- Items listed in a dataset
_ _ _ _ _

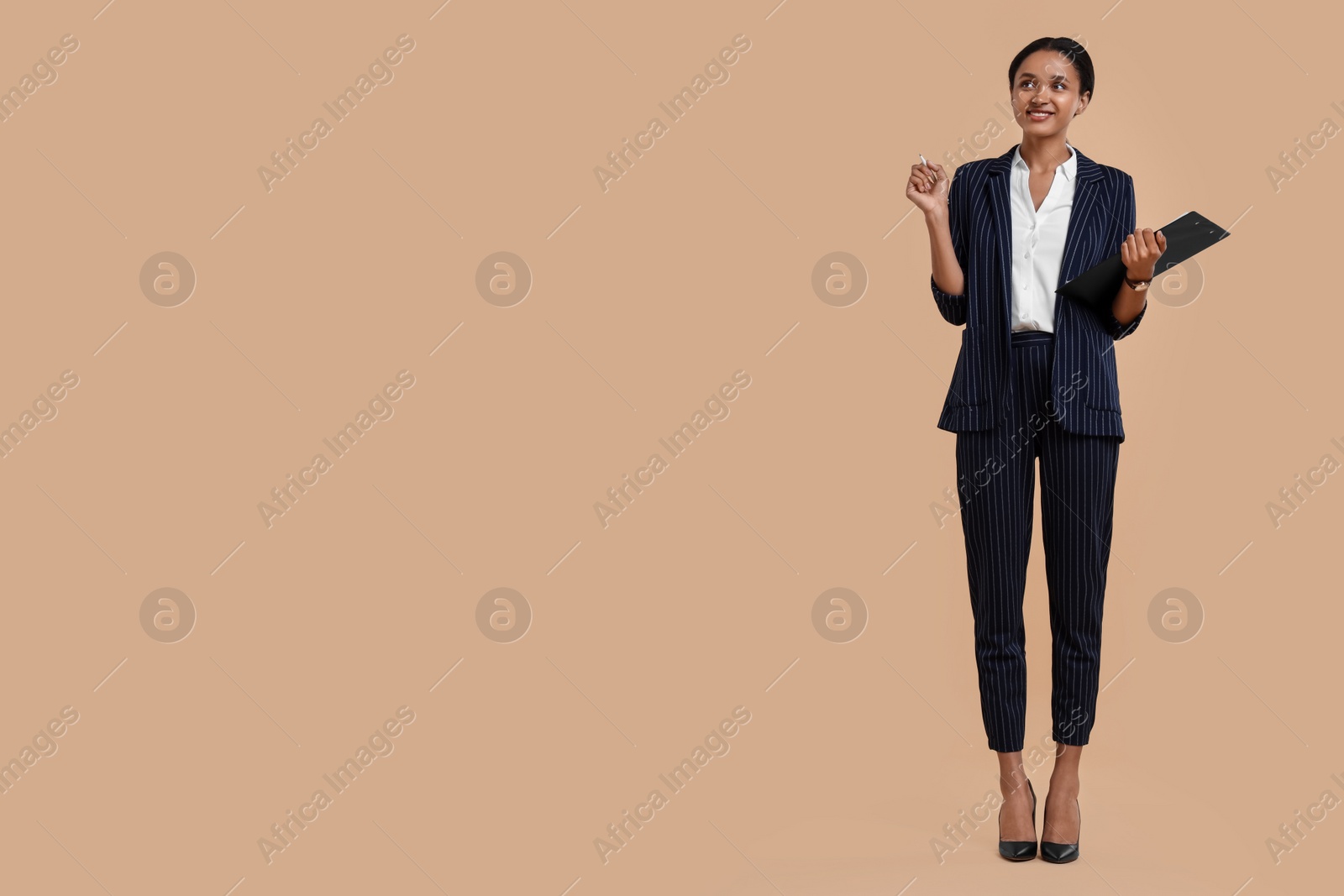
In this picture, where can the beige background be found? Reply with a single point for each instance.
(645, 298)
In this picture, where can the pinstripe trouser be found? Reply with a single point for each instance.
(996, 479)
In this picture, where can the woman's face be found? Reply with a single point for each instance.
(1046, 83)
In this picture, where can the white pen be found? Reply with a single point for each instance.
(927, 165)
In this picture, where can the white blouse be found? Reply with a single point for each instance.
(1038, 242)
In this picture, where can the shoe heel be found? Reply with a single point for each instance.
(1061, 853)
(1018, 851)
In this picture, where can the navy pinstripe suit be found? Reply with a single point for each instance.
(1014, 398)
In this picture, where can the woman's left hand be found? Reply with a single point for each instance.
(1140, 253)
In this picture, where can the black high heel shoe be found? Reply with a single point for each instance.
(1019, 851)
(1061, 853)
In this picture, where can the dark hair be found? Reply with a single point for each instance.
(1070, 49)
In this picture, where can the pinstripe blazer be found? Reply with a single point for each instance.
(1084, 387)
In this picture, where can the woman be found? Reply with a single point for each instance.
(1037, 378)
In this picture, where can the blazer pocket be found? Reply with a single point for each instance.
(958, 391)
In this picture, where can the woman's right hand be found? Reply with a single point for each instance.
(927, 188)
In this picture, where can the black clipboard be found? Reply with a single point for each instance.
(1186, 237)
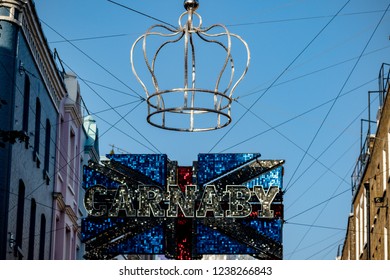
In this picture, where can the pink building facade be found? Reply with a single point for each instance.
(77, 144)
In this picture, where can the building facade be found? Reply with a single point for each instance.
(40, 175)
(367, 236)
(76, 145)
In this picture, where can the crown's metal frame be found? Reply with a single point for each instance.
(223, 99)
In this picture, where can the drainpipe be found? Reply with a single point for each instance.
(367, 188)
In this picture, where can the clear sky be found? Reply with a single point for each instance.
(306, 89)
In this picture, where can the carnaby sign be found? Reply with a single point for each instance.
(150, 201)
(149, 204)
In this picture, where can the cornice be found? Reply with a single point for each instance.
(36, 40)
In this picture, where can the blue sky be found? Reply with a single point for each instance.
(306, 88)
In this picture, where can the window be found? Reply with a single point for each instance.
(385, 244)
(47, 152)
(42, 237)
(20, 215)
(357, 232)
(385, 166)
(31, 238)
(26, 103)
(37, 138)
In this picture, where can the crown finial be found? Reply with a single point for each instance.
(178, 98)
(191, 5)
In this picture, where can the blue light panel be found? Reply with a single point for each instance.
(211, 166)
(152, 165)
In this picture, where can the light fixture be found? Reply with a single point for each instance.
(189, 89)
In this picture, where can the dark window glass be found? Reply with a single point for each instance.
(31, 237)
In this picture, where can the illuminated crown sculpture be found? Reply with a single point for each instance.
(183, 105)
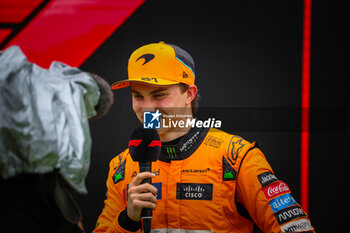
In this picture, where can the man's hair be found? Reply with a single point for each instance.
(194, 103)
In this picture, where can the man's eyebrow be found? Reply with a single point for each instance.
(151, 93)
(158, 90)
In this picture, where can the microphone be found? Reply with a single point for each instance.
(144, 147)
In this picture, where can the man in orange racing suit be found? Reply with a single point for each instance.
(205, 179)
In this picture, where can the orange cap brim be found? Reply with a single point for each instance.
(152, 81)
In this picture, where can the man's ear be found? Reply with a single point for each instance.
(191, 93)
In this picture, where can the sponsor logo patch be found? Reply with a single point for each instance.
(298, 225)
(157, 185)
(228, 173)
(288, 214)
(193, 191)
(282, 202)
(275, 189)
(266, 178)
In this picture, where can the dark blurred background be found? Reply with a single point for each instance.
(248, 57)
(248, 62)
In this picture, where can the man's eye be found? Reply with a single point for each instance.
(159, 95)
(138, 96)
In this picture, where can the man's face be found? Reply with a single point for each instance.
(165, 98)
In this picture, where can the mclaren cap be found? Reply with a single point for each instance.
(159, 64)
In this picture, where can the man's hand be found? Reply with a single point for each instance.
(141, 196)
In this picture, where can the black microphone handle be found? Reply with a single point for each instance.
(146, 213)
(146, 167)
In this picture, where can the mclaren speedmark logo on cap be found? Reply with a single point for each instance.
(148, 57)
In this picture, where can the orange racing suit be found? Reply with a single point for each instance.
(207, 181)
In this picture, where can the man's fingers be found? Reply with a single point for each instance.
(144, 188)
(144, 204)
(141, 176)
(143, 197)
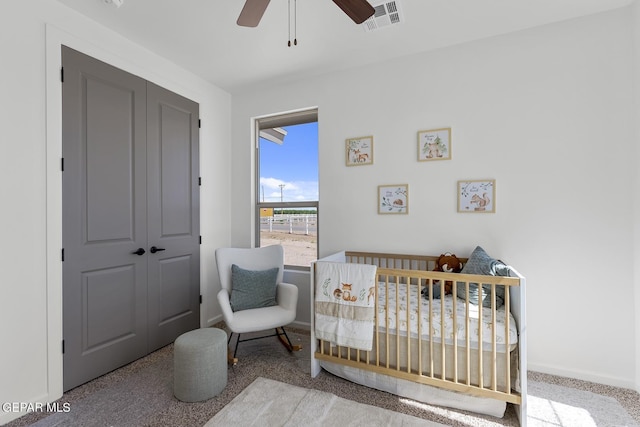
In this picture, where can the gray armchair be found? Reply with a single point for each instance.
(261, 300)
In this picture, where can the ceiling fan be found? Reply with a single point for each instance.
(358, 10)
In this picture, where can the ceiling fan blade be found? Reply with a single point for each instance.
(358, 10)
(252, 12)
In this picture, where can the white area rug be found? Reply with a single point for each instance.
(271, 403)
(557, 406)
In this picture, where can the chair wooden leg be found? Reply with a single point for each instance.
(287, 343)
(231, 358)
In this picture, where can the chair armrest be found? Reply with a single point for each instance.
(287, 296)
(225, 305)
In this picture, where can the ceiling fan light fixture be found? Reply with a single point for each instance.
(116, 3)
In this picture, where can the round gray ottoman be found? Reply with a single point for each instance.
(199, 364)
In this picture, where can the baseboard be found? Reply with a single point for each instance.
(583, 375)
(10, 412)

_ _ _ _ _

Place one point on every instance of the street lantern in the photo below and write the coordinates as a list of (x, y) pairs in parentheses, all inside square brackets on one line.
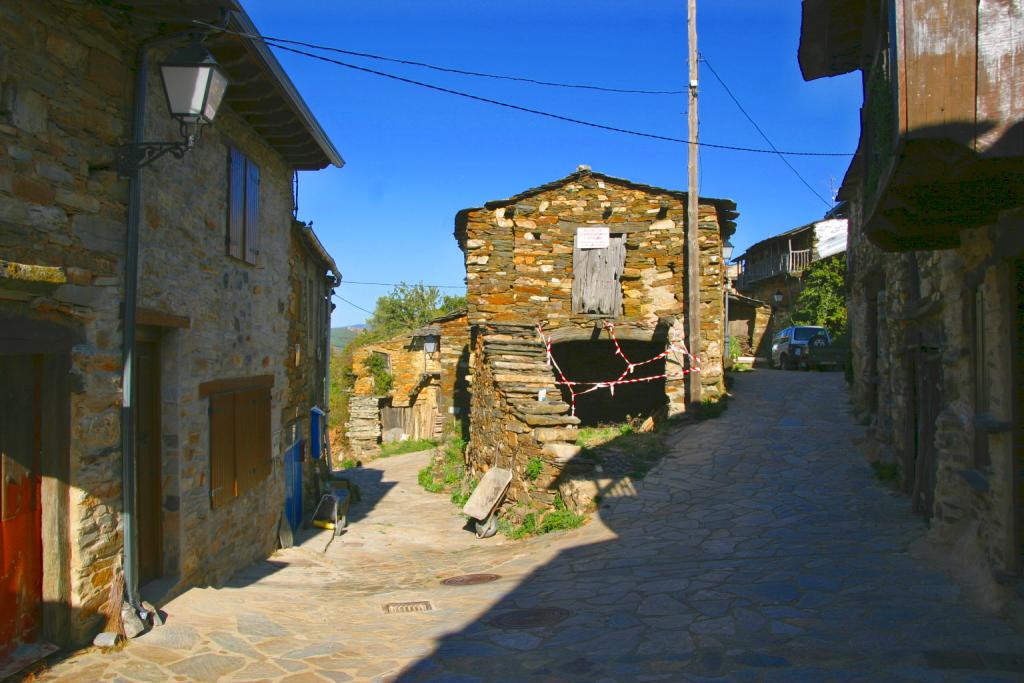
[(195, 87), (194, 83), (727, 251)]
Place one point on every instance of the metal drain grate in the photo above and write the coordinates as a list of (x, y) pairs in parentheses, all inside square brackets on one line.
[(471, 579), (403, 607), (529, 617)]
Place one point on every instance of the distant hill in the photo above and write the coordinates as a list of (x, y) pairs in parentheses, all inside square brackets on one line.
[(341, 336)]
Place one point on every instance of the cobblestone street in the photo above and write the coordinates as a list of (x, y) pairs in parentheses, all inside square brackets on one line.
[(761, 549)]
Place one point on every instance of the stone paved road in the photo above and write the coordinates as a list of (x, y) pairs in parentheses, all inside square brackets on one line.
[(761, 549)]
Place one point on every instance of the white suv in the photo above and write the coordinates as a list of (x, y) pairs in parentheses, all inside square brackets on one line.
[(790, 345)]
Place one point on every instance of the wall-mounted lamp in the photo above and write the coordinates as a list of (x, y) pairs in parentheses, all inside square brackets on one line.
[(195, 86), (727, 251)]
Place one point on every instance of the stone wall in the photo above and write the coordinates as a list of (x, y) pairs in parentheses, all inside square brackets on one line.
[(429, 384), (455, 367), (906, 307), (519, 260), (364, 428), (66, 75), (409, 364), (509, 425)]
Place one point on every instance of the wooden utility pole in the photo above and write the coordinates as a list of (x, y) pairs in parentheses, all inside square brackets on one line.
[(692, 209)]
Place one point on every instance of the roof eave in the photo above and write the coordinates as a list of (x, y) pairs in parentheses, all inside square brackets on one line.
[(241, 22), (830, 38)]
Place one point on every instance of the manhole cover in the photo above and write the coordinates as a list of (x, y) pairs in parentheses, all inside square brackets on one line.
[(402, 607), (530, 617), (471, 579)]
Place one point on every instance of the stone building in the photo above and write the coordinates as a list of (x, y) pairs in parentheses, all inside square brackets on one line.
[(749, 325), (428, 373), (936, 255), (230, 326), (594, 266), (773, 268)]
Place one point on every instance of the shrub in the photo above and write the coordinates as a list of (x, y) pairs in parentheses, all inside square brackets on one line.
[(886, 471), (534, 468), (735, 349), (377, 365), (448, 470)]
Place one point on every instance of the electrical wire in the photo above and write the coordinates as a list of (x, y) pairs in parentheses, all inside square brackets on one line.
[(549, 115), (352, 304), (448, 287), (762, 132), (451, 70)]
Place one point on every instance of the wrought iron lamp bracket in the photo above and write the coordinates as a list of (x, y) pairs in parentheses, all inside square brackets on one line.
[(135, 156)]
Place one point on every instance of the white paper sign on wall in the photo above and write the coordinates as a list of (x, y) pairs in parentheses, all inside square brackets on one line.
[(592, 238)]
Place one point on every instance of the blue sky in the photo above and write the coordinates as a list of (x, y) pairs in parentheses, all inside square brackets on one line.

_ _ _ _ _

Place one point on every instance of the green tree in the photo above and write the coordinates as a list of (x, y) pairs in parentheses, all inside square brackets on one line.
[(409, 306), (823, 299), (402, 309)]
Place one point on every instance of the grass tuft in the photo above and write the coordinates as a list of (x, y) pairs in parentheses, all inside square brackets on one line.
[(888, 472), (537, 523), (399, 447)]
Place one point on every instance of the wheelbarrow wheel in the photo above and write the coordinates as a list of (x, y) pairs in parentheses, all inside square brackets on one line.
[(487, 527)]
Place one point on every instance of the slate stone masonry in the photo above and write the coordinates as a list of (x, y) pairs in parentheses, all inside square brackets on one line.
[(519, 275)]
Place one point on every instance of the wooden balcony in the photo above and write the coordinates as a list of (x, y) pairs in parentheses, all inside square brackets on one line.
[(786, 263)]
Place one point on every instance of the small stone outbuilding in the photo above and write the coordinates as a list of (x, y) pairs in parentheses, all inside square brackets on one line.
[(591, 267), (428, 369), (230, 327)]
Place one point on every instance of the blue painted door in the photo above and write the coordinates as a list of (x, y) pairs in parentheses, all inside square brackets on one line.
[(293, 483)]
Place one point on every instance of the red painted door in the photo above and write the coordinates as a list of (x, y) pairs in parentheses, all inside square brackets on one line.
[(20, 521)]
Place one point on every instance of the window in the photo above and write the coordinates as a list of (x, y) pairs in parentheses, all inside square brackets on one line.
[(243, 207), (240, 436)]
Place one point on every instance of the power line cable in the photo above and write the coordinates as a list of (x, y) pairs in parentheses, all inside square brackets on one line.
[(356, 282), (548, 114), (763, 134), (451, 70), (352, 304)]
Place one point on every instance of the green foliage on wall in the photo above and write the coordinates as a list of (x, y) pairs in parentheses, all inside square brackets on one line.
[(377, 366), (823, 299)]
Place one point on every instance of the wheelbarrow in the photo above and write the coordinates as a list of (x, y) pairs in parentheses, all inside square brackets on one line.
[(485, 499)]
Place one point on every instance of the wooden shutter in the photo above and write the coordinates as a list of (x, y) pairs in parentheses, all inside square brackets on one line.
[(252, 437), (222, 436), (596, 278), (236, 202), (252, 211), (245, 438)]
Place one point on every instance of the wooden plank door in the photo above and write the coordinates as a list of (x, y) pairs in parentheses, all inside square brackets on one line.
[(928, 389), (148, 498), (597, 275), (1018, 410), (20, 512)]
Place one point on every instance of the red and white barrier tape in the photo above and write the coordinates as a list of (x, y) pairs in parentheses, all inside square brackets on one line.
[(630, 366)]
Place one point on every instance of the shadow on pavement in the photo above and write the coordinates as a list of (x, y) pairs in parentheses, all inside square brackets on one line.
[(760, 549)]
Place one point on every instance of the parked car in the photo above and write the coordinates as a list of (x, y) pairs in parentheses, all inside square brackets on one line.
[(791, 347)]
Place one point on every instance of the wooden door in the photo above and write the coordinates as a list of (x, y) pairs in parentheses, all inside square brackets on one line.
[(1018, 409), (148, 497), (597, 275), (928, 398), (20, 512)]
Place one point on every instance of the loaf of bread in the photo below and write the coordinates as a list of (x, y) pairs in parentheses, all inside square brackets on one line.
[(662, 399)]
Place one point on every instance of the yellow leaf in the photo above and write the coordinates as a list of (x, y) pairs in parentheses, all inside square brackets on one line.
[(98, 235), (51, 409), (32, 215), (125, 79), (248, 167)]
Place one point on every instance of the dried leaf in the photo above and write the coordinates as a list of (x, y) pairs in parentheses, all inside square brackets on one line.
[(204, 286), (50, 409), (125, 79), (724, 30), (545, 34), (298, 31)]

_ _ _ _ _

- EXERCISE BRIEF
Starting at the line above that contains "Place one point on every instance of the stone building", write out each line exactly until the line that contains "Place one point on every instance of the blue sky" has been written, and stop there.

- SOLUTION TO THIS PROBLEM
Place one point on every instance of the stone building in the photo above and write the coordinates as a list of (x, y) pairs in parentheses, all inside square brackets on one line.
[(749, 325), (428, 373), (936, 255), (230, 326), (594, 266), (773, 268)]
Place one point on every instance of the shrub in the photo above and write the coordinates as a list of (x, y) pairs in parentheses, all inside square brackets on one line.
[(886, 471), (534, 468), (735, 349), (377, 365), (448, 470)]
Place one point on every instance of the electrical wire in the photo above and write the coordinates as a list of (x, y) pairs in parentheses, all inside square brackets on one line.
[(549, 115), (352, 304), (448, 287), (762, 132), (451, 70)]
Place one point on every instance of the wrought iron lamp bracket in the photo above and write the coordinates as a list of (x, y) pairs in parentheses, all inside square brackets on one line.
[(135, 156)]
Place one point on every instance of the white paper sign on wall in the photo above and write the coordinates as a list of (x, y) pairs in parentheses, all inside square brackets on one line.
[(592, 238)]
Place one point on every instance of the blue sky in the photo above and write the coordinates as a list of (x, y) pairs in parentheses, all inside square brackets on one line.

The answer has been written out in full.